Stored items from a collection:

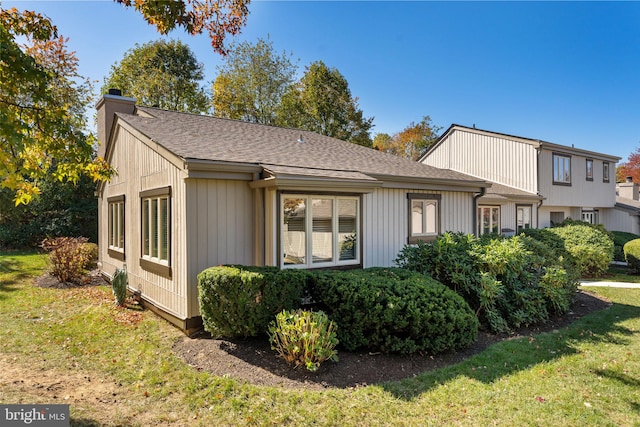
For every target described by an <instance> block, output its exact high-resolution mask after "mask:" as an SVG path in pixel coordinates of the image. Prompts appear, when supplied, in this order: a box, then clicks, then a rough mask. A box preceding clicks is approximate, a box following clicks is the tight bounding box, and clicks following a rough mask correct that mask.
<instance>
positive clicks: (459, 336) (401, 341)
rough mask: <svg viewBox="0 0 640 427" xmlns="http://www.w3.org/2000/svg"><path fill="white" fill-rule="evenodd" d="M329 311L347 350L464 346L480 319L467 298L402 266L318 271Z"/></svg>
mask: <svg viewBox="0 0 640 427" xmlns="http://www.w3.org/2000/svg"><path fill="white" fill-rule="evenodd" d="M316 285H317V290H318V292H319V294H320V297H321V299H322V303H323V305H324V307H325V311H326V312H327V314H328V315H329V317H330V318H331V319H333V320H334V321H335V322H336V323H337V324H338V325H339V329H338V339H339V340H340V344H341V345H342V346H343V347H344V348H345V349H347V350H355V349H357V348H361V347H364V348H368V349H370V350H373V351H381V352H384V353H403V354H409V353H414V352H418V351H421V352H428V353H439V352H443V351H446V350H451V349H459V348H464V347H466V346H468V345H470V344H471V343H473V342H474V341H475V340H476V338H477V334H478V319H477V317H476V315H475V313H474V312H473V311H472V310H471V308H470V307H469V305H468V304H467V303H466V302H465V301H464V299H463V298H462V297H461V296H460V295H458V294H456V293H455V292H454V291H452V290H451V289H449V288H447V287H446V286H444V285H443V284H441V283H440V282H437V281H435V280H434V279H431V278H429V277H427V276H424V275H422V274H419V273H415V272H410V271H407V270H403V269H398V268H369V269H365V270H352V271H334V272H325V273H318V275H317V283H316Z"/></svg>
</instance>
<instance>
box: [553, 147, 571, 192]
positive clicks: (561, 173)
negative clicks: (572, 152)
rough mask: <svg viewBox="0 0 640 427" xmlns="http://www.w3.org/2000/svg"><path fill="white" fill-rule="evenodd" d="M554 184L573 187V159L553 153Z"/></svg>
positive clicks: (553, 181) (569, 157) (560, 154)
mask: <svg viewBox="0 0 640 427" xmlns="http://www.w3.org/2000/svg"><path fill="white" fill-rule="evenodd" d="M553 183H554V184H558V185H571V157H570V156H566V155H563V154H556V153H553Z"/></svg>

Task objective: Whenever a line above has the word "instance" in it, copy that line.

Reply to the task:
For every target described by an <instance> block, output its exact high-resolution mask after "mask:" as an SVG path in pixel coordinates of the image. Prompts appear, when supplied, in this order: a box, then clicks, then a rough mask. A box preceding clicks is approximate, a box following clicks is the tight bounding box, and clicks following a rough mask correct that mask.
<instance>
</instance>
<instance>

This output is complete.